Романо Гуардини - Человек и его вера
Кто же те люди, которые «осчастливили» народ?
Это-те, кто пытался вначале идти дорогой избранных, «отшельников и непорочных дев». Решение вопроса о судьбе всех других они, видимо, предоставляли милосердию Божиему. Но и они не устояли. Выносить мир таким, каков он есть, оказалось выше их сил. Такое христианское существование, которое повергает в отчаяние многих, осознающих собственную несостоятельность, и вынуждает отступиться даже тех немногих, чьи усилия были искренни; такое развитие событий, при котором страдание не только не сходит на нет, но становится бесконечным, — нет, тут что-то не так. И они приходят к выводу, что «дело Христа следует исправить».
◆ ◆ ◆
_Инструкции к работе_:
• A. Ответьте по отрывку на три вопроса:
(i) Чьей дорогой эти люди пытались идти вначале?
(ii) Чему они, видимо, предоставляли решение вопроса о судьбе всех других?
(iii) К какому выводу они в итоге приходят?
• B. Определите, согласуется ли каждое утверждение с отрывком. Ответьте «да» или «нет» и приведите решающие слова отрывка в точной цитате.
(i) Эти люди смогли выносить мир таким, каков он есть.
(ii) При описанном развитии событий страдание становится бесконечным.
(iii) Эти люди приходят к выводу, что дело Христа следует исправить.

_Данные для распознавания объектов_:
◆ ◆ ◆
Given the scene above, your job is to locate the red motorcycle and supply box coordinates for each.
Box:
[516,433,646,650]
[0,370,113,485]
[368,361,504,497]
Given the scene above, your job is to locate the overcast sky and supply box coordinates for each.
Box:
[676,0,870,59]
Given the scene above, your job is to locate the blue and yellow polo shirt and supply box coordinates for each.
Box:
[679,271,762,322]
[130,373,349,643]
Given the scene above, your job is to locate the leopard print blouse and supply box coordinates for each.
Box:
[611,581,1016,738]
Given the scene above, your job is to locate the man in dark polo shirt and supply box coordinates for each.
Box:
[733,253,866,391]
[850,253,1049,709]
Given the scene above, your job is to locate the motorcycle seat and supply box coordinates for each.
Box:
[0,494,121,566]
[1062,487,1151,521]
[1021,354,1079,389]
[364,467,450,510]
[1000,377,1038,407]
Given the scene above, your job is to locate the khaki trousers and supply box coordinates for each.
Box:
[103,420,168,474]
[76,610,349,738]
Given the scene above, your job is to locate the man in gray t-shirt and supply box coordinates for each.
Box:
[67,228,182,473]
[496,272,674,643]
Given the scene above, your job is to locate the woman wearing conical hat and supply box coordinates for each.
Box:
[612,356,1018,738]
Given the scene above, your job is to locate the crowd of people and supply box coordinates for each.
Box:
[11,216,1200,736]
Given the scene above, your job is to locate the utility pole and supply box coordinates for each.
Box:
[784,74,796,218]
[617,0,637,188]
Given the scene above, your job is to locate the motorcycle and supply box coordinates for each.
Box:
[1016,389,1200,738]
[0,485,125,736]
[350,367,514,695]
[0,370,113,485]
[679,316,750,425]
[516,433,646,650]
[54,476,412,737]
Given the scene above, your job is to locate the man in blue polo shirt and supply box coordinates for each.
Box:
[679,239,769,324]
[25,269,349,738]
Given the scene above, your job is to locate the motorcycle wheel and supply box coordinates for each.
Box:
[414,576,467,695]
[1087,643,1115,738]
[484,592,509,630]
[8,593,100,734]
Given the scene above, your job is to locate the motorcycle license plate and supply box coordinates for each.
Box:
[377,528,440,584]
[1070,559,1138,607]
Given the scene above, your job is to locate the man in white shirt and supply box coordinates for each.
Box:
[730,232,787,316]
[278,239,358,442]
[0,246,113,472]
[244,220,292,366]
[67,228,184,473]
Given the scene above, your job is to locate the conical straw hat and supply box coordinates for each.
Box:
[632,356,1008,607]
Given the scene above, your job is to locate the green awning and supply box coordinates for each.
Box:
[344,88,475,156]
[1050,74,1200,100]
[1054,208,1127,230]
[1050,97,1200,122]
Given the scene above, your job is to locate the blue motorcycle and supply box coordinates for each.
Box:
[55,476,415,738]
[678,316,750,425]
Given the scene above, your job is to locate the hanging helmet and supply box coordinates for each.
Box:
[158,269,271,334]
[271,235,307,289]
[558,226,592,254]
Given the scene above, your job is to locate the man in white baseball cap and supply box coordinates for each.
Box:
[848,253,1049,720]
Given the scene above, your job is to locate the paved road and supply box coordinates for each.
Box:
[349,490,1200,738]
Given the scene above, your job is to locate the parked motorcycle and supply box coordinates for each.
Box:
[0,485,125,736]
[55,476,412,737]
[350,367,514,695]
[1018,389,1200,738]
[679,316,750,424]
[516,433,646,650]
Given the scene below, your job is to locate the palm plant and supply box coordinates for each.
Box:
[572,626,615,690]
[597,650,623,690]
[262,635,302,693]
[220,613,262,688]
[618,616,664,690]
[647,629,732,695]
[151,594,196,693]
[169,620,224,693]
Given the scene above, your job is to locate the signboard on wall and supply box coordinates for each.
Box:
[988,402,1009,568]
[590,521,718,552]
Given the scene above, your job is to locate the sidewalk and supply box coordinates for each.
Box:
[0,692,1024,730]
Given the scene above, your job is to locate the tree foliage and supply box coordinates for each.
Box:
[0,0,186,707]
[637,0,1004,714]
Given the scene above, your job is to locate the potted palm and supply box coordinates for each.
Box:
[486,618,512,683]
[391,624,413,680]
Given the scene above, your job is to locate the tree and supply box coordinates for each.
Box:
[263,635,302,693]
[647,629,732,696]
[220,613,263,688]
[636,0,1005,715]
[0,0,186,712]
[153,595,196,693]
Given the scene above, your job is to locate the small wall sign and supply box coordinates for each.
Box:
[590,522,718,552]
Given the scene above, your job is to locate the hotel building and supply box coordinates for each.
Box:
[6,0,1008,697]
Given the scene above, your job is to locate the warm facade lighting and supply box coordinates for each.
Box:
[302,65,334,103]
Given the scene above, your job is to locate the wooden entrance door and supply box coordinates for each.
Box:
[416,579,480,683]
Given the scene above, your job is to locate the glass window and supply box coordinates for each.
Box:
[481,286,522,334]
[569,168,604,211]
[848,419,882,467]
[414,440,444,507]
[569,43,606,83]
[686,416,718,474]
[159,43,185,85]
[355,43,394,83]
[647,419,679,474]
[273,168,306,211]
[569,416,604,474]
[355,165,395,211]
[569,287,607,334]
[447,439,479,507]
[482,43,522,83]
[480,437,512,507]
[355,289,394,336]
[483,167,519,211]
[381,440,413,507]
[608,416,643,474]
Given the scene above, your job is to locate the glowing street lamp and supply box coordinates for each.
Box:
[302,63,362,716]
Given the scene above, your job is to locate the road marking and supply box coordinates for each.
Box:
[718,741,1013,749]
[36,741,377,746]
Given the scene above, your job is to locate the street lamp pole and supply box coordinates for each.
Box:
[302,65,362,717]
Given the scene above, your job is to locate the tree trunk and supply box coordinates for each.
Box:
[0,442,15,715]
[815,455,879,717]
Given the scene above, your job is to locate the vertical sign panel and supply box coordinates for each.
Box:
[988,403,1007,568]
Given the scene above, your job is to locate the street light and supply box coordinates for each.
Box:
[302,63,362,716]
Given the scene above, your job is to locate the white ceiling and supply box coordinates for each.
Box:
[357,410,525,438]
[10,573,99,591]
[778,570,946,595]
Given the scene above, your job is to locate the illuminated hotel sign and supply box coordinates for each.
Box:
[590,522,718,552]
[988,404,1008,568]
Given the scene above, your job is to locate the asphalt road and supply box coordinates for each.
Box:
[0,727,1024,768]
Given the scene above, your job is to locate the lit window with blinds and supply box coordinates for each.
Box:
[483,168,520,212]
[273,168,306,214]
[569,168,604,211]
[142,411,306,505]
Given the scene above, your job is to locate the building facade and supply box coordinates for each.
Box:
◆ ◆ ◆
_Полные решения_:
• A.
(i) Дорогой избранных, «отшельников и непорочных дев».
(ii) Милосердию Божиему.
(iii) Что «дело Христа следует исправить».

• B.
(i) Нет: «Выносить мир таким, каков он есть, оказалось выше их сил».
(ii) Да: «страдание не только не сходит на нет, но становится бесконечным».
(iii) Да: «дело Христа следует исправить».